**WHAT IS REQUIRED:**
Duplicate the lines of the items below, starting at the line that contains "Find the green leaf;" and ending at the line that contains "39 153 L 42", with both of those lines included. Leave the pictures out of your copy.

Items from a data source

>>>

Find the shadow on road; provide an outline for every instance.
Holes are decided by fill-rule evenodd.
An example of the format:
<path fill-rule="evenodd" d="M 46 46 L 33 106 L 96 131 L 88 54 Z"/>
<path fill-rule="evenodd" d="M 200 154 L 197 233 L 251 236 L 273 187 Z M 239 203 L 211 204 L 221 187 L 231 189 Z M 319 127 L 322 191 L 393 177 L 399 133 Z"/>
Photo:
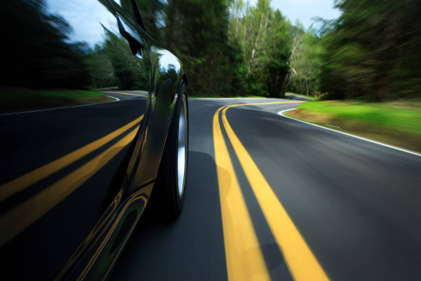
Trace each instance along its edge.
<path fill-rule="evenodd" d="M 217 187 L 210 156 L 189 152 L 180 216 L 164 223 L 145 213 L 111 280 L 226 280 Z"/>

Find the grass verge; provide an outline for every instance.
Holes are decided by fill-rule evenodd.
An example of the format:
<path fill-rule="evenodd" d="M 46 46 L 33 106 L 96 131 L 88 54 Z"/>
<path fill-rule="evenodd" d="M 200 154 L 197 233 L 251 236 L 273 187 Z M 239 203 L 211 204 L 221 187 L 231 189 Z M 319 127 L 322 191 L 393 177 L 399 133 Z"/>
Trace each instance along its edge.
<path fill-rule="evenodd" d="M 114 101 L 98 91 L 67 90 L 1 89 L 0 113 L 43 110 Z"/>
<path fill-rule="evenodd" d="M 421 152 L 421 102 L 309 101 L 287 116 Z"/>

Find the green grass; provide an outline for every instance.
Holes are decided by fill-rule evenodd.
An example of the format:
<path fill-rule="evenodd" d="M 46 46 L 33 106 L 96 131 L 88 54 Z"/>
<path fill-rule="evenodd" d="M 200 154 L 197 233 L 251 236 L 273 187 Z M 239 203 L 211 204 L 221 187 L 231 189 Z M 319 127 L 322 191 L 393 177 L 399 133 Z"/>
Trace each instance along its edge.
<path fill-rule="evenodd" d="M 421 136 L 421 102 L 365 103 L 309 101 L 299 109 L 333 117 L 369 123 Z"/>
<path fill-rule="evenodd" d="M 317 98 L 315 97 L 315 96 L 307 96 L 306 94 L 296 94 L 296 93 L 292 93 L 292 92 L 287 92 L 287 94 L 294 94 L 296 96 L 302 96 L 303 98 L 310 98 L 310 99 L 312 99 L 312 100 L 317 99 Z"/>
<path fill-rule="evenodd" d="M 4 113 L 102 103 L 113 99 L 98 91 L 1 88 L 0 100 L 0 112 Z"/>
<path fill-rule="evenodd" d="M 188 96 L 188 98 L 272 98 L 268 96 Z"/>

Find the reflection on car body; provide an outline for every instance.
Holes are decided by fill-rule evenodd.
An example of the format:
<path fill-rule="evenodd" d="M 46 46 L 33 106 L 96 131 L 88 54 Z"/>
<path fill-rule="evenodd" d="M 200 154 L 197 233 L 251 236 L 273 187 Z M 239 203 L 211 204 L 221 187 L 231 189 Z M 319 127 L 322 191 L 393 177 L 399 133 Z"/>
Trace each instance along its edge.
<path fill-rule="evenodd" d="M 138 2 L 1 6 L 14 23 L 2 30 L 13 42 L 0 89 L 5 275 L 105 278 L 151 196 L 160 215 L 181 211 L 186 77 Z"/>

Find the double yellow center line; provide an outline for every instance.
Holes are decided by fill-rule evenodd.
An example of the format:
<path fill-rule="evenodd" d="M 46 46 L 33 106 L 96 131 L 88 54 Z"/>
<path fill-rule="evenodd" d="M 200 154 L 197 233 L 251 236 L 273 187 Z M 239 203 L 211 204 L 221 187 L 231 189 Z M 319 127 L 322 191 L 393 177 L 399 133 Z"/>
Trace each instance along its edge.
<path fill-rule="evenodd" d="M 220 113 L 228 139 L 292 277 L 297 280 L 328 280 L 305 240 L 226 118 L 226 111 L 231 107 L 290 103 L 296 101 L 228 105 L 219 108 L 214 115 L 214 148 L 227 271 L 230 280 L 270 280 L 270 278 L 224 140 L 219 121 Z"/>
<path fill-rule="evenodd" d="M 142 114 L 107 136 L 0 186 L 0 200 L 3 200 L 99 149 L 136 126 L 126 136 L 93 159 L 2 214 L 0 217 L 0 247 L 61 202 L 130 143 L 138 132 L 138 123 L 143 116 Z"/>

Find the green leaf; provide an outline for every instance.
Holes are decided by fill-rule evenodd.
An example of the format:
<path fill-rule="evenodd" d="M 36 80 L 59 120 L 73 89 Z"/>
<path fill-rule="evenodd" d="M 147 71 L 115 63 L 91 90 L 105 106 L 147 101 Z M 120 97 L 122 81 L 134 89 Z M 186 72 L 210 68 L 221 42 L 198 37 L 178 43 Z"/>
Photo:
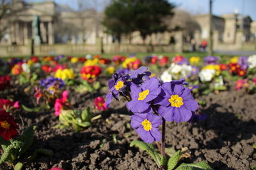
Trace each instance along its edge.
<path fill-rule="evenodd" d="M 160 165 L 165 167 L 166 164 L 166 157 L 161 156 L 160 160 Z"/>
<path fill-rule="evenodd" d="M 178 150 L 172 155 L 172 157 L 169 159 L 167 169 L 172 170 L 173 169 L 179 162 L 179 158 L 180 156 L 180 150 Z"/>
<path fill-rule="evenodd" d="M 91 125 L 91 123 L 90 123 L 89 122 L 81 122 L 81 123 L 76 123 L 76 124 L 77 124 L 79 126 L 83 127 L 86 127 L 88 126 L 90 126 Z"/>
<path fill-rule="evenodd" d="M 26 110 L 26 111 L 28 111 L 28 112 L 38 112 L 39 111 L 41 110 L 40 108 L 28 108 L 27 106 L 26 106 L 24 104 L 21 104 L 21 106 L 22 107 L 22 108 L 24 110 Z"/>
<path fill-rule="evenodd" d="M 176 170 L 212 170 L 207 163 L 205 161 L 196 164 L 182 164 Z"/>
<path fill-rule="evenodd" d="M 136 146 L 143 150 L 147 151 L 149 155 L 153 158 L 155 162 L 160 166 L 160 154 L 154 150 L 153 145 L 150 143 L 145 143 L 140 141 L 133 141 L 130 143 L 130 146 Z"/>
<path fill-rule="evenodd" d="M 83 121 L 88 121 L 90 122 L 91 120 L 92 117 L 90 115 L 90 108 L 87 107 L 85 110 L 84 110 L 82 111 L 81 117 L 83 120 Z"/>
<path fill-rule="evenodd" d="M 17 138 L 17 140 L 24 143 L 24 146 L 20 148 L 20 155 L 24 153 L 32 145 L 34 139 L 34 130 L 35 126 L 30 126 L 24 131 L 22 134 Z"/>
<path fill-rule="evenodd" d="M 93 83 L 93 88 L 94 90 L 98 90 L 100 87 L 100 81 L 96 81 Z"/>
<path fill-rule="evenodd" d="M 23 167 L 23 163 L 19 162 L 14 167 L 14 170 L 21 170 Z"/>
<path fill-rule="evenodd" d="M 39 153 L 42 153 L 42 154 L 44 154 L 44 155 L 45 155 L 47 156 L 49 156 L 49 157 L 52 157 L 53 155 L 54 154 L 53 151 L 51 150 L 43 149 L 43 148 L 36 149 L 36 150 L 35 150 L 34 151 L 34 152 L 33 153 L 33 154 L 30 157 L 29 159 L 30 160 L 35 159 L 38 156 L 38 155 Z"/>

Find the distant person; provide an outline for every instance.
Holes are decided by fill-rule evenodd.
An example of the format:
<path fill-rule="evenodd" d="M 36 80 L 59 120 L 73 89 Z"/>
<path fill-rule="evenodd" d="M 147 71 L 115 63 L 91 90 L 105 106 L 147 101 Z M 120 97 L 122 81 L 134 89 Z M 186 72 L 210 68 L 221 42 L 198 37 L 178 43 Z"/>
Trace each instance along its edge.
<path fill-rule="evenodd" d="M 206 40 L 204 40 L 203 42 L 202 42 L 202 48 L 203 48 L 203 51 L 205 52 L 206 47 L 207 47 L 207 41 Z"/>
<path fill-rule="evenodd" d="M 191 45 L 191 51 L 195 52 L 196 51 L 196 41 L 194 38 L 192 38 L 190 41 L 190 45 Z"/>

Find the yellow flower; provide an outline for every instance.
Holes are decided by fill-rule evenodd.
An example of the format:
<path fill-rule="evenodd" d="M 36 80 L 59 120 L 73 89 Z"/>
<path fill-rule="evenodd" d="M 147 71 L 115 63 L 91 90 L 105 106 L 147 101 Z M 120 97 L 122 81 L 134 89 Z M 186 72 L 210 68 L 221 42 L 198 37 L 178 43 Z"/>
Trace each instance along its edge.
<path fill-rule="evenodd" d="M 137 60 L 136 57 L 131 57 L 131 58 L 126 58 L 126 59 L 124 61 L 123 64 L 122 64 L 122 66 L 123 66 L 123 68 L 125 69 L 127 67 L 128 64 L 130 62 L 134 62 Z"/>
<path fill-rule="evenodd" d="M 221 71 L 220 69 L 220 66 L 218 64 L 209 64 L 204 67 L 202 69 L 214 69 L 216 71 L 215 74 L 216 76 L 219 76 L 220 74 L 220 71 Z"/>
<path fill-rule="evenodd" d="M 59 69 L 55 73 L 55 77 L 65 80 L 66 79 L 74 79 L 75 78 L 75 74 L 74 74 L 73 70 L 71 69 L 64 69 L 62 70 Z"/>
<path fill-rule="evenodd" d="M 76 63 L 76 62 L 77 62 L 77 61 L 78 61 L 78 58 L 77 57 L 72 57 L 71 59 L 71 60 L 70 60 L 70 62 L 72 63 Z"/>
<path fill-rule="evenodd" d="M 93 60 L 92 59 L 88 59 L 87 60 L 84 64 L 84 66 L 93 66 L 97 65 L 99 63 L 99 59 L 94 59 Z"/>
<path fill-rule="evenodd" d="M 108 67 L 106 69 L 106 71 L 108 73 L 109 73 L 110 74 L 114 74 L 114 73 L 115 73 L 115 67 L 114 67 L 114 66 Z"/>
<path fill-rule="evenodd" d="M 197 64 L 200 61 L 200 57 L 195 57 L 193 56 L 189 59 L 189 62 L 191 64 Z"/>
<path fill-rule="evenodd" d="M 232 63 L 237 63 L 238 59 L 239 59 L 238 57 L 234 57 L 233 58 L 232 58 L 230 59 L 230 62 L 232 62 Z"/>

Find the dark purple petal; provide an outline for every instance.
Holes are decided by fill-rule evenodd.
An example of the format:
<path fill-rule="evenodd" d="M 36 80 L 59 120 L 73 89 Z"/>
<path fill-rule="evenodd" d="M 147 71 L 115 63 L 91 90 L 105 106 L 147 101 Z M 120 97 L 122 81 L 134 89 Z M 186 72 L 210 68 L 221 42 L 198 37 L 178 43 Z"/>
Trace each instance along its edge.
<path fill-rule="evenodd" d="M 198 108 L 198 104 L 195 100 L 183 102 L 184 106 L 189 110 L 195 111 Z"/>

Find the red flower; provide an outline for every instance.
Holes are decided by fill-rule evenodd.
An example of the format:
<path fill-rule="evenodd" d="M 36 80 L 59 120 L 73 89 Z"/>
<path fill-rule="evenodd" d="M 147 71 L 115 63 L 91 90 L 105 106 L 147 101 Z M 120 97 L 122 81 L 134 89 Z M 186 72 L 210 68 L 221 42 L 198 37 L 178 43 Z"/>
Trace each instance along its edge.
<path fill-rule="evenodd" d="M 159 60 L 159 65 L 161 67 L 164 67 L 169 62 L 169 58 L 166 56 L 164 56 Z"/>
<path fill-rule="evenodd" d="M 47 74 L 49 74 L 52 71 L 52 67 L 49 65 L 42 66 L 42 70 Z"/>
<path fill-rule="evenodd" d="M 15 108 L 19 109 L 19 101 L 12 101 L 9 99 L 0 99 L 0 109 L 9 112 L 11 110 Z"/>
<path fill-rule="evenodd" d="M 94 105 L 99 110 L 105 111 L 108 109 L 103 97 L 97 97 L 94 99 Z"/>
<path fill-rule="evenodd" d="M 237 70 L 237 75 L 241 77 L 243 77 L 245 74 L 246 74 L 246 71 L 244 69 L 238 69 Z"/>
<path fill-rule="evenodd" d="M 39 58 L 37 56 L 31 56 L 30 59 L 33 61 L 33 63 L 36 63 L 39 62 Z"/>
<path fill-rule="evenodd" d="M 10 140 L 18 134 L 18 125 L 14 122 L 13 117 L 4 110 L 0 110 L 0 136 L 6 140 Z"/>
<path fill-rule="evenodd" d="M 5 88 L 10 85 L 11 77 L 8 76 L 0 76 L 0 90 L 4 90 Z"/>
<path fill-rule="evenodd" d="M 86 59 L 83 57 L 80 57 L 79 58 L 78 58 L 78 60 L 81 62 L 84 62 L 86 61 Z"/>
<path fill-rule="evenodd" d="M 102 69 L 98 66 L 84 66 L 82 67 L 80 73 L 83 79 L 89 82 L 93 82 L 96 80 L 102 71 Z"/>
<path fill-rule="evenodd" d="M 227 68 L 227 66 L 224 64 L 220 64 L 219 66 L 221 71 L 226 70 Z"/>
<path fill-rule="evenodd" d="M 157 62 L 157 60 L 158 60 L 157 56 L 154 56 L 151 59 L 151 62 L 150 63 L 152 64 L 156 64 L 156 62 Z"/>
<path fill-rule="evenodd" d="M 37 87 L 35 87 L 35 89 L 36 90 L 36 92 L 35 93 L 34 96 L 36 99 L 36 104 L 38 104 L 40 98 L 41 98 L 43 95 L 42 94 L 40 89 Z"/>

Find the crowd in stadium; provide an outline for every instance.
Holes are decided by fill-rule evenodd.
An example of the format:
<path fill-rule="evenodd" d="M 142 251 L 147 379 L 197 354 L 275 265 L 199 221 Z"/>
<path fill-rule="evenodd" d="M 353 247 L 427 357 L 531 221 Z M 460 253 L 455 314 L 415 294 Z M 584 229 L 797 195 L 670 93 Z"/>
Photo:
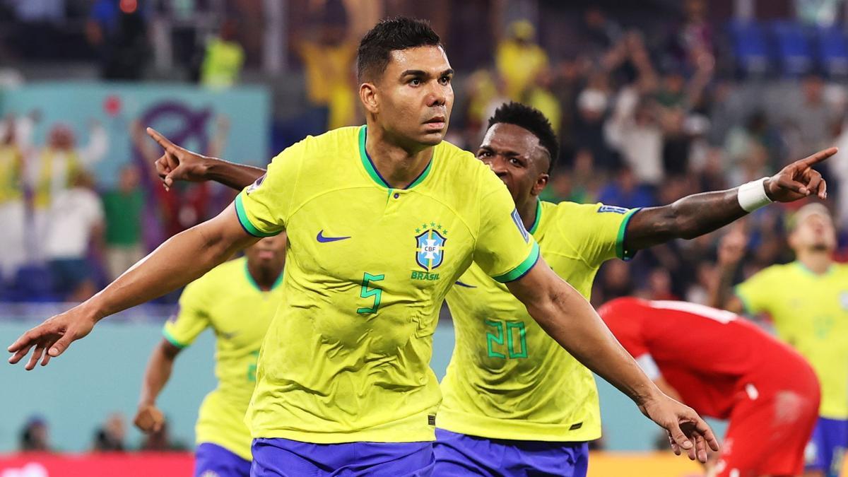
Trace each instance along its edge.
<path fill-rule="evenodd" d="M 134 22 L 116 23 L 120 12 L 109 8 L 112 3 L 96 2 L 90 12 L 90 48 L 96 48 L 100 30 L 111 31 L 113 38 L 126 37 L 119 44 L 126 48 L 150 47 L 145 42 L 149 31 Z M 276 143 L 291 142 L 299 130 L 320 132 L 321 126 L 309 126 L 315 124 L 314 118 L 318 125 L 326 121 L 326 128 L 361 121 L 351 87 L 355 19 L 327 3 L 311 14 L 319 26 L 311 36 L 292 42 L 302 59 L 310 107 L 296 121 L 279 121 Z M 10 14 L 27 13 L 24 3 L 15 8 Z M 550 35 L 543 36 L 527 20 L 510 21 L 493 36 L 493 50 L 483 55 L 488 63 L 467 74 L 458 88 L 449 140 L 473 148 L 495 107 L 506 100 L 524 102 L 545 113 L 562 143 L 543 199 L 625 207 L 668 204 L 693 192 L 733 187 L 823 147 L 848 143 L 848 130 L 843 132 L 848 98 L 831 81 L 840 78 L 828 77 L 819 64 L 787 76 L 792 87 L 745 76 L 732 48 L 726 48 L 722 25 L 709 21 L 708 8 L 707 2 L 686 2 L 683 18 L 657 32 L 628 28 L 600 8 L 588 7 L 579 29 L 569 35 L 579 49 L 548 48 L 555 54 L 541 41 Z M 138 21 L 147 25 L 151 10 L 137 12 Z M 198 81 L 221 87 L 238 81 L 244 53 L 233 29 L 232 22 L 224 23 L 220 36 L 195 53 L 205 56 L 195 62 Z M 451 48 L 454 37 L 461 39 L 448 36 L 452 53 L 457 49 Z M 20 47 L 14 40 L 7 38 L 6 54 Z M 222 48 L 235 52 L 231 56 L 236 59 L 221 59 L 227 57 Z M 126 53 L 115 58 L 126 58 Z M 104 78 L 114 77 L 109 58 L 103 59 Z M 773 98 L 780 101 L 769 101 Z M 157 192 L 140 181 L 141 174 L 150 171 L 131 166 L 121 172 L 118 187 L 105 190 L 86 173 L 98 160 L 108 160 L 109 144 L 102 126 L 94 123 L 88 137 L 75 138 L 62 124 L 50 125 L 46 143 L 34 144 L 28 134 L 38 120 L 38 111 L 32 111 L 7 117 L 0 127 L 3 210 L 9 214 L 9 223 L 21 224 L 13 226 L 20 227 L 20 233 L 4 238 L 11 242 L 3 244 L 11 252 L 0 264 L 0 300 L 83 300 L 157 244 L 142 237 L 145 204 L 158 205 L 160 221 L 173 222 L 165 227 L 169 233 L 208 218 L 226 204 L 225 199 L 211 206 L 204 186 L 184 196 L 190 206 L 174 208 L 150 199 Z M 223 141 L 226 120 L 221 122 Z M 286 129 L 290 124 L 297 124 L 293 132 Z M 840 223 L 848 223 L 848 194 L 840 193 L 840 186 L 848 183 L 848 152 L 832 158 L 822 171 L 834 198 L 828 206 Z M 745 221 L 750 253 L 744 275 L 791 258 L 784 227 L 789 211 L 768 208 Z M 25 233 L 25 240 L 24 230 L 38 233 Z M 845 255 L 846 234 L 848 229 L 841 227 L 839 256 Z M 713 234 L 676 241 L 639 254 L 629 266 L 610 262 L 596 282 L 593 302 L 628 295 L 704 302 L 715 273 L 717 240 Z M 19 272 L 22 265 L 26 267 Z"/>

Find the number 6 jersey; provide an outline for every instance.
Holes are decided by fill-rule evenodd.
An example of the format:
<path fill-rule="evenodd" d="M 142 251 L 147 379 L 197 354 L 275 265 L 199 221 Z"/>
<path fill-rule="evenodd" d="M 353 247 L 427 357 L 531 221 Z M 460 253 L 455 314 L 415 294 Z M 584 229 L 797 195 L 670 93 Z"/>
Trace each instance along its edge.
<path fill-rule="evenodd" d="M 434 439 L 438 311 L 474 260 L 518 278 L 538 247 L 503 182 L 443 142 L 392 188 L 346 127 L 281 153 L 236 199 L 242 226 L 288 237 L 283 303 L 262 345 L 254 437 L 312 443 Z"/>

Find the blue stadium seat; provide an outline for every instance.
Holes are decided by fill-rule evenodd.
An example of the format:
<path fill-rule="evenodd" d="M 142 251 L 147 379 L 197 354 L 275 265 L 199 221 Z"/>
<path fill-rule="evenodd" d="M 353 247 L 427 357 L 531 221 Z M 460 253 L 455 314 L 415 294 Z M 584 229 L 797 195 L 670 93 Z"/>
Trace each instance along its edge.
<path fill-rule="evenodd" d="M 776 20 L 770 25 L 778 64 L 784 75 L 798 76 L 812 71 L 815 64 L 807 32 L 793 21 Z"/>
<path fill-rule="evenodd" d="M 57 301 L 50 271 L 39 265 L 25 265 L 18 269 L 8 291 L 10 301 Z"/>
<path fill-rule="evenodd" d="M 842 29 L 818 28 L 816 40 L 816 53 L 823 71 L 831 77 L 848 76 L 848 44 Z"/>
<path fill-rule="evenodd" d="M 760 24 L 731 21 L 728 26 L 736 67 L 745 76 L 762 76 L 769 70 L 769 49 Z"/>

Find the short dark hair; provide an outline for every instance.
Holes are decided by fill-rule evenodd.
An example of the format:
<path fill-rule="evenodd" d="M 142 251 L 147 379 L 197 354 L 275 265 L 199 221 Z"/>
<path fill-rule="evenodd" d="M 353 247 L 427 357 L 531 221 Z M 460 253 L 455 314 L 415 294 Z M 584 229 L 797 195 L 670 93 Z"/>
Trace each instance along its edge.
<path fill-rule="evenodd" d="M 556 139 L 554 126 L 542 111 L 521 103 L 512 101 L 504 103 L 494 110 L 492 117 L 488 118 L 488 127 L 499 123 L 514 124 L 532 132 L 538 138 L 538 143 L 542 144 L 550 155 L 548 172 L 554 170 L 556 159 L 560 155 L 560 142 Z"/>
<path fill-rule="evenodd" d="M 416 47 L 441 47 L 441 39 L 424 20 L 394 17 L 380 20 L 360 42 L 356 53 L 356 77 L 372 79 L 388 65 L 392 52 Z"/>

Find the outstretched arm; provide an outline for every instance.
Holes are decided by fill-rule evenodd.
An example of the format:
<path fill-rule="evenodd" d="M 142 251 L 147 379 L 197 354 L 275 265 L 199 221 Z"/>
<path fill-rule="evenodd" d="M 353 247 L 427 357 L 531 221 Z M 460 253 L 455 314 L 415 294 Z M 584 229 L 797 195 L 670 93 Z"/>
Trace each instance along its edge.
<path fill-rule="evenodd" d="M 142 396 L 138 400 L 138 411 L 133 423 L 145 433 L 159 432 L 165 424 L 165 415 L 156 407 L 156 398 L 170 378 L 174 360 L 181 351 L 169 342 L 162 340 L 153 349 L 148 362 L 148 368 L 144 372 L 144 380 L 142 381 Z"/>
<path fill-rule="evenodd" d="M 170 188 L 174 181 L 192 182 L 215 181 L 229 188 L 241 190 L 265 173 L 265 170 L 259 167 L 227 162 L 192 153 L 173 144 L 150 127 L 148 128 L 148 134 L 165 149 L 165 152 L 156 160 L 154 165 L 156 172 L 162 179 L 165 188 Z"/>
<path fill-rule="evenodd" d="M 827 197 L 827 184 L 812 166 L 836 154 L 836 148 L 793 162 L 765 180 L 768 199 L 792 202 L 809 195 Z M 694 238 L 724 227 L 748 212 L 739 205 L 739 188 L 686 196 L 661 207 L 639 210 L 628 224 L 626 250 L 641 250 L 672 238 Z"/>
<path fill-rule="evenodd" d="M 91 333 L 101 319 L 195 280 L 257 240 L 242 228 L 235 207 L 227 207 L 218 216 L 169 238 L 100 293 L 25 333 L 8 347 L 14 353 L 8 362 L 20 362 L 35 348 L 26 369 L 35 368 L 39 359 L 45 366 L 71 342 Z"/>
<path fill-rule="evenodd" d="M 560 345 L 633 400 L 645 416 L 667 430 L 675 453 L 683 449 L 689 458 L 706 462 L 707 446 L 718 450 L 718 441 L 706 423 L 691 408 L 662 394 L 589 302 L 543 260 L 507 286 Z"/>

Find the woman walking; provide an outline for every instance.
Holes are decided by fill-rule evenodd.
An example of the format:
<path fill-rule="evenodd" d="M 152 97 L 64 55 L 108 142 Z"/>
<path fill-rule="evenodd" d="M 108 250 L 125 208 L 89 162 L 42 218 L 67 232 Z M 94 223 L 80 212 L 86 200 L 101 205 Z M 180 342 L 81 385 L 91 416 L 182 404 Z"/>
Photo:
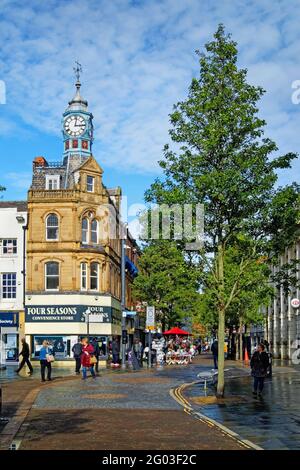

<<<

**ANSWER TO THE EXERCISE:**
Find the green leaf; provide an outline for every instance.
Holes are decided by fill-rule evenodd.
An example of the format:
<path fill-rule="evenodd" d="M 36 80 L 59 120 L 73 89 Z"/>
<path fill-rule="evenodd" d="M 147 71 L 115 63 L 91 90 L 105 106 L 147 101 Z M 120 97 L 122 81 L 134 89 Z M 186 72 L 210 68 L 221 42 L 198 37 L 178 43 Z"/>
Photo:
Trace each instance along its edge.
<path fill-rule="evenodd" d="M 160 165 L 165 167 L 166 164 L 166 157 L 161 156 L 160 160 Z"/>
<path fill-rule="evenodd" d="M 178 150 L 172 155 L 172 157 L 169 159 L 167 169 L 172 170 L 173 169 L 179 162 L 179 158 L 180 156 L 180 150 Z"/>
<path fill-rule="evenodd" d="M 91 125 L 91 123 L 90 123 L 89 122 L 81 122 L 81 123 L 76 123 L 76 124 L 77 124 L 79 126 L 83 127 L 86 127 L 88 126 L 90 126 Z"/>
<path fill-rule="evenodd" d="M 26 110 L 26 111 L 28 111 L 28 112 L 38 112 L 39 111 L 41 110 L 40 108 L 28 108 L 27 106 L 26 106 L 24 104 L 21 104 L 21 106 L 22 107 L 22 108 L 24 110 Z"/>
<path fill-rule="evenodd" d="M 176 170 L 212 170 L 207 163 L 205 161 L 196 164 L 182 164 Z"/>
<path fill-rule="evenodd" d="M 136 146 L 143 150 L 147 151 L 149 155 L 153 158 L 155 162 L 160 166 L 160 154 L 154 150 L 153 145 L 150 143 L 145 143 L 140 141 L 133 141 L 130 143 L 130 146 Z"/>
<path fill-rule="evenodd" d="M 83 121 L 88 121 L 90 122 L 91 120 L 92 117 L 90 115 L 90 108 L 87 107 L 85 110 L 84 110 L 82 111 L 81 117 L 83 120 Z"/>
<path fill-rule="evenodd" d="M 17 138 L 17 140 L 24 143 L 24 146 L 20 148 L 20 155 L 24 153 L 32 145 L 34 139 L 34 130 L 35 126 L 30 126 L 24 131 L 22 134 Z"/>
<path fill-rule="evenodd" d="M 93 83 L 93 88 L 94 90 L 98 90 L 100 87 L 100 81 L 96 81 Z"/>
<path fill-rule="evenodd" d="M 23 167 L 23 163 L 19 162 L 14 167 L 14 170 L 21 170 Z"/>
<path fill-rule="evenodd" d="M 39 153 L 42 153 L 42 154 L 44 154 L 44 155 L 45 155 L 47 156 L 49 156 L 49 157 L 52 157 L 53 155 L 54 154 L 53 151 L 51 150 L 43 149 L 43 148 L 36 149 L 36 150 L 35 150 L 34 151 L 34 152 L 33 153 L 33 154 L 30 157 L 29 159 L 30 160 L 35 159 L 38 156 L 38 155 Z"/>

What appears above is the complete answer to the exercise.